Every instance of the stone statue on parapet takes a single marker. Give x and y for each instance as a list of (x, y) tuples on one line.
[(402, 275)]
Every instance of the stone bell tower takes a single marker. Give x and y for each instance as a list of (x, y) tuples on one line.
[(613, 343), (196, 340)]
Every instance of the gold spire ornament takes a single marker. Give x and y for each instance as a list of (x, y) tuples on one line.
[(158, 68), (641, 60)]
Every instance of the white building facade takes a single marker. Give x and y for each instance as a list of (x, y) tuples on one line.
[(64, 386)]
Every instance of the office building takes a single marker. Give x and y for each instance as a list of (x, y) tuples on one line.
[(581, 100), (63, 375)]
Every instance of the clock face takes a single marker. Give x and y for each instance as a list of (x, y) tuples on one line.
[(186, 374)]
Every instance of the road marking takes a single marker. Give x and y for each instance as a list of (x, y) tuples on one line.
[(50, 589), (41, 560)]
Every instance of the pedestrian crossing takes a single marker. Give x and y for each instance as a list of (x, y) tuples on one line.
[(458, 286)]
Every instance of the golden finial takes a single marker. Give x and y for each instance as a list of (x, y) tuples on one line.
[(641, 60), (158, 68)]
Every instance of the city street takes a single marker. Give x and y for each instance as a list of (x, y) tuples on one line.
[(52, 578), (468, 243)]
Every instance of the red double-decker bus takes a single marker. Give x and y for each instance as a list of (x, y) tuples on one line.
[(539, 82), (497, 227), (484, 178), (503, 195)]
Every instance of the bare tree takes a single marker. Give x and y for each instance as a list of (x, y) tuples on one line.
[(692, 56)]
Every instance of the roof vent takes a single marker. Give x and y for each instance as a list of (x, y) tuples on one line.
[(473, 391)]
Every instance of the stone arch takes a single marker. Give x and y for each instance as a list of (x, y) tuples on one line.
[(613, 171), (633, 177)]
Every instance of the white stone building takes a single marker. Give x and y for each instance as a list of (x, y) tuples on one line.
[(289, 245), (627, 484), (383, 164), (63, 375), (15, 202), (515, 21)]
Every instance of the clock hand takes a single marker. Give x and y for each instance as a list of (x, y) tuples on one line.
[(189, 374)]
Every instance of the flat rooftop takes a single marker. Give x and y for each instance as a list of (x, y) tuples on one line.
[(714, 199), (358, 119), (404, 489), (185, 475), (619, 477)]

▶ **Work to be completed**:
Return the material above in full, exactly as written.

▶ **Response**:
Every instance of the stone statue on parapet takes a single marker. Give x and y for each instance as a list of (x, y) tuples on one line.
[(402, 275)]
Every instance of the stone bell tower takes a single marker. Give x and y for each instance as a list of (x, y) tuples on one line.
[(613, 343), (196, 340)]
Every instance of the gold spire ornament takes a single marker. Give x and y for each instance as a list of (x, y) tuples on one line.
[(158, 68), (641, 60)]
Every instance of the white building facade takes a single marker. Give x and y for each instance as a list of (x, y) tuples on one line.
[(64, 386)]
Every instance of the office building takes a single marker. Give x and y for each instance as a list of (x, y) tuples on one line.
[(581, 100), (63, 375)]
Every instance of the clock face takes a single marker. Give x and y for each instance as a list of (x, y) tuples on one line.
[(186, 374)]
Every instance of the road marking takes a single marker. Give x and y for each instance as a list of (x, y) tuples on one line.
[(50, 589), (41, 560)]
Every instance of the pedestrian crossing takes a single marker. Give x and y for each instance as a list of (x, y) tuples on one line.
[(458, 286)]
Every instance of the golden finial takes a single marker. Give x and y for each instance as a list of (x, y) tuples on one line.
[(641, 60), (158, 68)]
Every instance of the city street takes a single marker. Give x and y for each instance as a list of (x, y) tuples on one line.
[(52, 578), (468, 243)]
Every instance of the red double-decker bus takes a single marker. Give x and y for each instance as a list of (x, y) tuples on one line.
[(539, 82), (497, 227), (484, 178), (503, 195)]
Every instance of the bare tree takes a single marker. Give x and y for each instance as a list of (x, y) tuples on one line.
[(692, 56)]
Every instance of the roof vent takes a single marker. Give x and y for each instance as a list of (x, y) tuples on one line.
[(473, 391)]
Every instance of the stone arch takes a single marker. Give x and y for each instance as a list of (x, y) tuples on one line.
[(613, 171), (633, 177)]
Every instance of the white stone building takes a single marker. Give x and y for each instance as a list of (x, y) tuples on one line.
[(289, 245), (627, 484), (383, 164), (63, 375), (15, 202), (515, 21)]
Every instance of the clock hand takes a single marker. Give x and y for each instance as a list of (x, y) tuples on one line.
[(189, 374)]
Every instance of the flat rooftop takes a single marker. Give x and y for each instance as a list of (x, y) tuples on one line.
[(714, 199), (358, 119), (404, 489), (185, 475), (619, 477)]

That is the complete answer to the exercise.